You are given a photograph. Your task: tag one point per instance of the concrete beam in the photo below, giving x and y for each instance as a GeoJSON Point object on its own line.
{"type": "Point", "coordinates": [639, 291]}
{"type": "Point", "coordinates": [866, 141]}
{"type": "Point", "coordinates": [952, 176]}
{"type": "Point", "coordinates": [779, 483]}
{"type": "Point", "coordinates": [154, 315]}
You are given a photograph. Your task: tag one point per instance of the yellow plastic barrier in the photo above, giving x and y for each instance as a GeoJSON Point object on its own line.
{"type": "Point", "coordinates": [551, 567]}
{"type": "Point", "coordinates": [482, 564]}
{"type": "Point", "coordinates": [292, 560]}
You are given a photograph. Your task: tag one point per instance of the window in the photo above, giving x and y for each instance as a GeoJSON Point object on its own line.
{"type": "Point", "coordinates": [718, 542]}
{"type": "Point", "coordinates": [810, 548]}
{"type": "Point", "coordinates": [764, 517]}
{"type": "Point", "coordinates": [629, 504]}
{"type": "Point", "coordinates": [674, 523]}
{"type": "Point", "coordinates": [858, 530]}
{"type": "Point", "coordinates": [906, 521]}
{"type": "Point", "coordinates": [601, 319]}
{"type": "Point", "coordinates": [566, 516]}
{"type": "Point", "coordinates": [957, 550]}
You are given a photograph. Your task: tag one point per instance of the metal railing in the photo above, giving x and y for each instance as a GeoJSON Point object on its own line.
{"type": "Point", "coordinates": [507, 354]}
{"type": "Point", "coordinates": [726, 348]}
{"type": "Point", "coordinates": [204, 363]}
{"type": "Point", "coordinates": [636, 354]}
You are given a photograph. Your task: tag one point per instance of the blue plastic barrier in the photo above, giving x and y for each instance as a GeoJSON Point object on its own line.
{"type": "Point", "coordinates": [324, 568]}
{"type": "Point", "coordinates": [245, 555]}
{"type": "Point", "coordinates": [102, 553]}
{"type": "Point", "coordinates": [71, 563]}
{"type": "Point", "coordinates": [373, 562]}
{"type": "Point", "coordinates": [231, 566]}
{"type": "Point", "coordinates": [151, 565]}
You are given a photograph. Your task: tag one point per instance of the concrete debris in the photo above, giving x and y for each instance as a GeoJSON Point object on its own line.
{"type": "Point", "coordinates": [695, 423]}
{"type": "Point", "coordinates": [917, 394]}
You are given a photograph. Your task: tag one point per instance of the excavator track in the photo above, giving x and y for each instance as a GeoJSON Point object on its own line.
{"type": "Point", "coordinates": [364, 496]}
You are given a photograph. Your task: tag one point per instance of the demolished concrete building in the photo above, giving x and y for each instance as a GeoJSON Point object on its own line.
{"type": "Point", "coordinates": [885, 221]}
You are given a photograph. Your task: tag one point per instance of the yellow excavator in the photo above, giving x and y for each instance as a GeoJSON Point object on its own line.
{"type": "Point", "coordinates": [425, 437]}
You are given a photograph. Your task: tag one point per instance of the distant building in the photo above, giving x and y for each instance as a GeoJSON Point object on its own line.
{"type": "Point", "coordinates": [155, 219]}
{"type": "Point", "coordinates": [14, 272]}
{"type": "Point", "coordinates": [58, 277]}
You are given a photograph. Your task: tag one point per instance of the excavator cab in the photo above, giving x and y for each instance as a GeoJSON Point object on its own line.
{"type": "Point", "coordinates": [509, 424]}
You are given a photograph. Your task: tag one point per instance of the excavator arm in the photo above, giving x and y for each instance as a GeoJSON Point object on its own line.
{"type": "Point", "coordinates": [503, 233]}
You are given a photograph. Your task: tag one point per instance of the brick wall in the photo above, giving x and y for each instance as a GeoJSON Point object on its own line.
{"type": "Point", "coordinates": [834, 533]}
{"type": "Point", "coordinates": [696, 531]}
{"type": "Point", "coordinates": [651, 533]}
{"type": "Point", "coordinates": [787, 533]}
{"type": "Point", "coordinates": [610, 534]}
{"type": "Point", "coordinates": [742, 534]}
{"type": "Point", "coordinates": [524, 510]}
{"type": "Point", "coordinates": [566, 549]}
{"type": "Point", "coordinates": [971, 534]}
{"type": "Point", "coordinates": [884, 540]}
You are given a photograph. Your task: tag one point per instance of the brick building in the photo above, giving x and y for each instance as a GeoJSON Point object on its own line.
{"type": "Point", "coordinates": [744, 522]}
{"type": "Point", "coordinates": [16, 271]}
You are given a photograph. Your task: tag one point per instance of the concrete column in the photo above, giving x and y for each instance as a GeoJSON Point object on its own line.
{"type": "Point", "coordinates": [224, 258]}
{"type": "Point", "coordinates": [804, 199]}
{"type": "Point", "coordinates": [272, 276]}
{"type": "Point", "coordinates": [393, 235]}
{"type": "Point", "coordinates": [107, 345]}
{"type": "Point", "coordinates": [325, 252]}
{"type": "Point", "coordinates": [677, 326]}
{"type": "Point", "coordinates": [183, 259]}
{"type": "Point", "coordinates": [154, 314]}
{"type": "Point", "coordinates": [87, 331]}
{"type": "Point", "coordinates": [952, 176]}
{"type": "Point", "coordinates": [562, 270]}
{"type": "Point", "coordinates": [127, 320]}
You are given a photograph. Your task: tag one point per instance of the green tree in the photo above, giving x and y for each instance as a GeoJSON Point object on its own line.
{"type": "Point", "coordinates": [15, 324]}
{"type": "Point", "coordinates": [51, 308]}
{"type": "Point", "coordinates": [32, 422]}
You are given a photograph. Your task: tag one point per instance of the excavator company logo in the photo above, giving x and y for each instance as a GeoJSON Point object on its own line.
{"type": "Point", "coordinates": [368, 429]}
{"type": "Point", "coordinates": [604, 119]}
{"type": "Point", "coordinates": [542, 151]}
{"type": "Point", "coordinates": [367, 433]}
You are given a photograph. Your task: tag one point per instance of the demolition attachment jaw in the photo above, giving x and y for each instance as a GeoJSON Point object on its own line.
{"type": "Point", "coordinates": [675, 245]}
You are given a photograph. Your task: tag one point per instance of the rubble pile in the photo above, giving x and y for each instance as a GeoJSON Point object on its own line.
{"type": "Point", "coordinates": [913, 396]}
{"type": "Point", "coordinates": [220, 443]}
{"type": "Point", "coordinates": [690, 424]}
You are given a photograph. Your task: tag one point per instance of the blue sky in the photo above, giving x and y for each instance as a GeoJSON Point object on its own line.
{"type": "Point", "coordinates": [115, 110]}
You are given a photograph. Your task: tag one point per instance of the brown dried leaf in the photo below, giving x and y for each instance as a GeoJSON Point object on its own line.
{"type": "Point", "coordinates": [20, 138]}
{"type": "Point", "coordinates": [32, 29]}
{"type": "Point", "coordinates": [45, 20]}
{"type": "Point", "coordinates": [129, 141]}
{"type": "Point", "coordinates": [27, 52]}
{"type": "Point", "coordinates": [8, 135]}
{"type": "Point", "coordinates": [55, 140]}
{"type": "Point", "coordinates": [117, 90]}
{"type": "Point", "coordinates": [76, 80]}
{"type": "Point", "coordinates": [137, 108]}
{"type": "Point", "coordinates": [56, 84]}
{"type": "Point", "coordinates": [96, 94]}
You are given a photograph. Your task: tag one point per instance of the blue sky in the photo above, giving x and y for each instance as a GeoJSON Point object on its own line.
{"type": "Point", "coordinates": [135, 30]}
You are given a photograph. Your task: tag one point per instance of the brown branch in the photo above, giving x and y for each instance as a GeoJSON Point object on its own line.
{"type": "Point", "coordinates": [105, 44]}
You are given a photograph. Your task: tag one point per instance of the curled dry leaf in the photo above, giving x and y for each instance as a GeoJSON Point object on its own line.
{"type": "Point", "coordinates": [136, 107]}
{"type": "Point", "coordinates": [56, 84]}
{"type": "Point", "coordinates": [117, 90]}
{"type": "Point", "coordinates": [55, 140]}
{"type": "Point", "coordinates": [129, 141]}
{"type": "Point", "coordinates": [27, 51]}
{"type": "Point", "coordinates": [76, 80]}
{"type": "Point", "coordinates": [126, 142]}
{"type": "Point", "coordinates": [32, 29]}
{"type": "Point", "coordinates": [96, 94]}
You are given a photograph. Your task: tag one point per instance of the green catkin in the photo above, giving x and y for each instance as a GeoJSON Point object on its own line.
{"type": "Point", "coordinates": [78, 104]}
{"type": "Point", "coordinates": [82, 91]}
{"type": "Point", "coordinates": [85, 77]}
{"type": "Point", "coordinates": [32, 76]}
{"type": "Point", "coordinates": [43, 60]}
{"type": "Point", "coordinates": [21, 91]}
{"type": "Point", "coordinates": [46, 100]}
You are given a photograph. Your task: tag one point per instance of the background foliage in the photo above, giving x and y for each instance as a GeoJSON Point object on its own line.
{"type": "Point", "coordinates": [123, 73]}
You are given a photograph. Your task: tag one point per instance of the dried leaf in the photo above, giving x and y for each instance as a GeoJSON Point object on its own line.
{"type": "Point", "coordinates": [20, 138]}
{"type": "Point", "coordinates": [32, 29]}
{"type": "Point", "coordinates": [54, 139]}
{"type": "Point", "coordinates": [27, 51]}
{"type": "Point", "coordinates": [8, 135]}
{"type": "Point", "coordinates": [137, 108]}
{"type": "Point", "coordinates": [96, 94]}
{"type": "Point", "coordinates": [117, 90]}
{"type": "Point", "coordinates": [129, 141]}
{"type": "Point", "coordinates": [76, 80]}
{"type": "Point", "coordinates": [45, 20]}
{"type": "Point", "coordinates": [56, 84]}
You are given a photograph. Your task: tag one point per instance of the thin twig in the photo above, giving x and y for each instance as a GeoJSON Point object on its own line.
◆ ◆ ◆ ◆ ◆
Switch "tag" to "mark" in the items from the line holding "the green catkin" through the end of the items, inclusive, and give back only those lines with nothing else altered.

You are given a photograph. Your task: mark one point per instance of the green catkin in the photo above, giving x and y for each instance as a GeoJSON Point object on its own line.
{"type": "Point", "coordinates": [78, 104]}
{"type": "Point", "coordinates": [82, 91]}
{"type": "Point", "coordinates": [85, 77]}
{"type": "Point", "coordinates": [32, 76]}
{"type": "Point", "coordinates": [43, 60]}
{"type": "Point", "coordinates": [21, 91]}
{"type": "Point", "coordinates": [46, 100]}
You are given a photograph. Your task: mark one point per instance of the background foliage in the photo above, giving x and y for each instance as a GeoJSON Point object on its own line.
{"type": "Point", "coordinates": [123, 73]}
You are given a photograph. Your task: mark one point per instance of the dried leaf in the photo above, giving x and y for each instance as a GeoJSON Point object on its own line.
{"type": "Point", "coordinates": [20, 138]}
{"type": "Point", "coordinates": [32, 29]}
{"type": "Point", "coordinates": [54, 139]}
{"type": "Point", "coordinates": [27, 51]}
{"type": "Point", "coordinates": [8, 135]}
{"type": "Point", "coordinates": [137, 108]}
{"type": "Point", "coordinates": [96, 94]}
{"type": "Point", "coordinates": [117, 90]}
{"type": "Point", "coordinates": [129, 141]}
{"type": "Point", "coordinates": [76, 80]}
{"type": "Point", "coordinates": [45, 20]}
{"type": "Point", "coordinates": [56, 84]}
You are given a photograph. Your task: mark one point per instance of the thin twig in the photo above, giving x and y for each instance as a GeoJSON Point object on its own line.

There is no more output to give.